Dataset records:
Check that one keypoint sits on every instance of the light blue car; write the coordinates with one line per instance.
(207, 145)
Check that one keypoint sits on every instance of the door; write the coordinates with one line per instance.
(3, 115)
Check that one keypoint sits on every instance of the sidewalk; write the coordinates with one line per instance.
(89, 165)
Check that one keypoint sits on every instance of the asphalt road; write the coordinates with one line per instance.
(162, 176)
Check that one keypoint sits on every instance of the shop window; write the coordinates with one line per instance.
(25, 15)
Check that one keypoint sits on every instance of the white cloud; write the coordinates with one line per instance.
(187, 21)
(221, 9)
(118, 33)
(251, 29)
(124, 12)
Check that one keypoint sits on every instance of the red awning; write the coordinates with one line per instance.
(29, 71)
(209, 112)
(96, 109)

Exercise description:
Copy out every line of the listing above word for word, in the same order.

Written reply:
Check that one keypoint sits on every instance of the light blue car; write the coordinates with one line per instance.
(207, 145)
Check that one keypoint sits on every instance of the door; write the coordinates with one line per instance.
(3, 115)
Check that one keypoint sits on every instance of the sidewalk; write the coordinates with one line per instance.
(89, 165)
Check that one keypoint sits on every instance of the asphalt road; write the coordinates with one line per instance.
(162, 176)
Check that one keypoint sits on every instance of the shop window; write the coordinates with one line per instance.
(25, 15)
Check that one keypoint sits on every instance of the white cloud; write the coordinates with one line per instance.
(187, 21)
(221, 9)
(118, 33)
(251, 29)
(124, 12)
Check that one keypoint sits on every instance of the red awning; write the coordinates with one line per instance.
(29, 71)
(209, 112)
(96, 109)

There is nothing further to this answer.